*RECORDED INFORMATION*.

::::::::

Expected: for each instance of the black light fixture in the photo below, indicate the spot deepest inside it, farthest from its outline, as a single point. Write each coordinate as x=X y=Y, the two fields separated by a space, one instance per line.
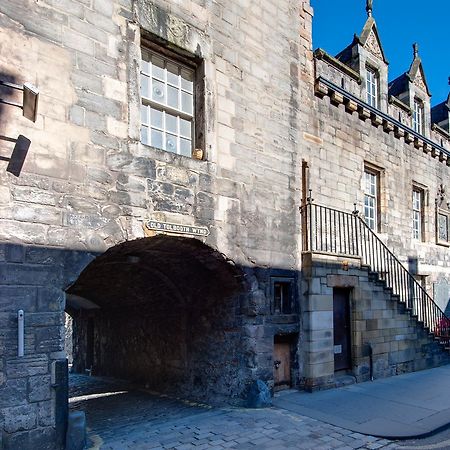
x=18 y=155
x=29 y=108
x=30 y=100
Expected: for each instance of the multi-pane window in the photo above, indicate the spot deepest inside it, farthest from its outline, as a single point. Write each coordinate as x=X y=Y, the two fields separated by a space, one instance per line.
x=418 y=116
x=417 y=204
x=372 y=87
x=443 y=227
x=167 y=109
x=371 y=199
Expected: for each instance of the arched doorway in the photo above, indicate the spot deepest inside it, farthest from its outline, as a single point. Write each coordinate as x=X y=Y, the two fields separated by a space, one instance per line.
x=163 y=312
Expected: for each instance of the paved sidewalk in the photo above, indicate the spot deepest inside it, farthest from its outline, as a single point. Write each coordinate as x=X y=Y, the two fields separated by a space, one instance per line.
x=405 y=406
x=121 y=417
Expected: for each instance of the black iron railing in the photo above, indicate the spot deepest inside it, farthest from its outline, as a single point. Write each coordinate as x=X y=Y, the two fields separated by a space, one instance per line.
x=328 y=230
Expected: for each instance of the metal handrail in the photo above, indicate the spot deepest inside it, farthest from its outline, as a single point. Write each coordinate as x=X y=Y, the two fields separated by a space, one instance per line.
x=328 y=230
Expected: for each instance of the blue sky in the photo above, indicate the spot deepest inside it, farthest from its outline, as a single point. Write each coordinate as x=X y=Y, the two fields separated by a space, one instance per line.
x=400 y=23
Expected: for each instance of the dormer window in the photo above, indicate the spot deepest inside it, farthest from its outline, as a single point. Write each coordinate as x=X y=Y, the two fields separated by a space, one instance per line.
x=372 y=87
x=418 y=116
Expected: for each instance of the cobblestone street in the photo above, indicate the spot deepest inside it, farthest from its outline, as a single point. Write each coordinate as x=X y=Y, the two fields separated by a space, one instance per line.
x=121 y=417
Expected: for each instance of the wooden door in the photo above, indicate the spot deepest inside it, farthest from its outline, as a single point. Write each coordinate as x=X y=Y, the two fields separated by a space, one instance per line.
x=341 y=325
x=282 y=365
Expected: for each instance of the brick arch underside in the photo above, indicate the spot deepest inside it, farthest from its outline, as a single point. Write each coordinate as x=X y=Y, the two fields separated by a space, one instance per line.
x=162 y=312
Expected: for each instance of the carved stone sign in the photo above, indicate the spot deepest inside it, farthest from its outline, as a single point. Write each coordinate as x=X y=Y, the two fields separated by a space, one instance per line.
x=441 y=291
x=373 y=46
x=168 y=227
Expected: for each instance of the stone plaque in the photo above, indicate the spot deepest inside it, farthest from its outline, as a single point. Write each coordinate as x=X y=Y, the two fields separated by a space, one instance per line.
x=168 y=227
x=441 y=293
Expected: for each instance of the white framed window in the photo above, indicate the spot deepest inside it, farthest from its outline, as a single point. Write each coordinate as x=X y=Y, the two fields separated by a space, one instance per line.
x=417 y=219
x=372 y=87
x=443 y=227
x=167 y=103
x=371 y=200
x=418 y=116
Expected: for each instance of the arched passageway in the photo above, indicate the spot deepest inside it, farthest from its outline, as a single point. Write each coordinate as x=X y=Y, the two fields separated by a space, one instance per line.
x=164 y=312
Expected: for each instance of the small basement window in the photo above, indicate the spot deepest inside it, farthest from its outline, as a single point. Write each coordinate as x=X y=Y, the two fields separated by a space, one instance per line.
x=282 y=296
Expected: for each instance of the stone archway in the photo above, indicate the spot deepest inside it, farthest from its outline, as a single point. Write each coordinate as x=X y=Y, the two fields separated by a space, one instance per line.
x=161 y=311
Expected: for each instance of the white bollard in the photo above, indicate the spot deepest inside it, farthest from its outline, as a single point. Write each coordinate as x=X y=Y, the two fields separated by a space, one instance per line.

::::::::

*EXERCISE DIRECTIONS*. Substitute "occurrence" for "instance" wherever it appears in the entries above, and give all the entries again with nothing else changed. Leave the pictures out.

*FINISHED EXERCISE*.
Expected: for each occurrence of the black light fixture in the photo below, indicate the spot deepest inside it, farthest from its outline, as a single point. Write each coordinate as x=X y=Y, the two fields separated by a space, one occurrence per line.
x=18 y=155
x=29 y=108
x=30 y=100
Expected: for each occurrence of the multi-pane window in the photo above, indicate the spot deepest inside it, farthest from its outline, as a single point. Write each coordinate as x=X y=Y, the two fields separated by a space, one occurrence per line.
x=418 y=116
x=417 y=204
x=372 y=87
x=443 y=227
x=167 y=109
x=371 y=199
Expected: for each occurrence of the arched doorway in the photo above, indicate the spot deepest inside it, farthest from its outline, as a single point. Write each coordinate as x=X y=Y, the two fields separated by a space, one occurrence per line.
x=163 y=312
Expected: for each occurrence of the paved sidewalk in the photo above, indicate the spot deepest inside it, farthest from its outline, as a single point. Write each coordinate as x=X y=Y, the two fields separated by a space, one occurrence per line.
x=405 y=406
x=121 y=417
Expected: for each occurrence of the black iron railing in the photo above, indicate the spot deepest inside it, farthest from its outline, as a single point. Write each coordinate as x=X y=Y, the two fields separated by a space, one occurrence per line.
x=328 y=230
Expected: for each occurrence of the metal handrail in the photo above, indicate the spot deepest inside it, farthest from its outline, as a single point. Write each coordinate as x=X y=Y, the two fields separated by a space, one occurrence per line.
x=328 y=230
Expected: for each occurrence of the blue sky in the photo above, indicate the spot deepest inside it, farthest from its outline, as a single point. Write each coordinate as x=X y=Y, the two fields separated by a space, one occurrence per line.
x=400 y=23
Expected: for each occurrence of the dormer window in the photo above, indicate the spot deepest inside it, farthest from its outline, as a single point. Write each coordinate as x=X y=Y, the two fields separated by a space, one occurrence per line.
x=372 y=87
x=418 y=116
Expected: for each occurrence of the cobblestone street in the photo above, indicate the spot deepest inside it, farthest from its outline, as a single point. Write each coordinate as x=X y=Y, the two fields separated by a space, one occurrence per line.
x=121 y=417
Expected: for each occurrence of the wooden door in the photo above, indicate the spot deepest inside it, farthest from its outline, as a single point. Write each coordinate as x=X y=Y, the two fields separated by a space, one occurrence per line.
x=341 y=325
x=282 y=365
Expected: for each occurrence of the brick arch underside in the photo above, indicate the spot deepest inside it, farthest from its outline, as a single point. Write each coordinate as x=X y=Y, the two fields separated by a space, one occurrence per line.
x=162 y=312
Expected: for each occurrence of the carved stone sign in the photo above, indicate the spot deepest inside it, farthest from its outline, as a single point. Write each coordinate as x=X y=Y, the two fields separated by a space, one occurrence per line.
x=441 y=291
x=373 y=46
x=168 y=227
Expected: for each occurrence of the stone plaque in the photo above, indicate the spot deepest inside it, farthest from its outline, as a single point. Write each coordinate as x=X y=Y, the two fields separated by a space, one occurrence per line.
x=168 y=227
x=441 y=293
Expected: for each occurrence of the white framed window in the photo above, indicate the spot deepest inside it, farthest from its outline, as a single point. Write each coordinate as x=X y=Y, the two fields separated by a space, one occurrence per line.
x=417 y=219
x=372 y=87
x=443 y=227
x=167 y=103
x=371 y=200
x=418 y=116
Expected: for each occurrence of the arched passageway in the photo above, indicate the spot deepest inside it, farthest from its outline, as a single point. Write each coordinate as x=X y=Y, the two fields separated by a space, one occurrence per line.
x=164 y=312
Expected: for each occurrence of the small basement window in the photo above, indicate the spot deepest inside it, farthest from its outline, as a single point. Write each coordinate as x=X y=Y, the two fields separated by a space, one occurrence per line.
x=282 y=296
Expected: for each occurrence of the stone archway in the photo above, indicate the spot deepest inside it, farthest from its outline, as a single point. Write each coordinate as x=X y=Y, the two fields separated by a space, one occurrence per line.
x=161 y=311
Expected: for each occurrence of the white bollard in the photo above, indicate the spot deepest inside it, farthest from its outline, as a single point. Write each coordinate as x=X y=Y, the two fields separated by a space, one occurrence per line.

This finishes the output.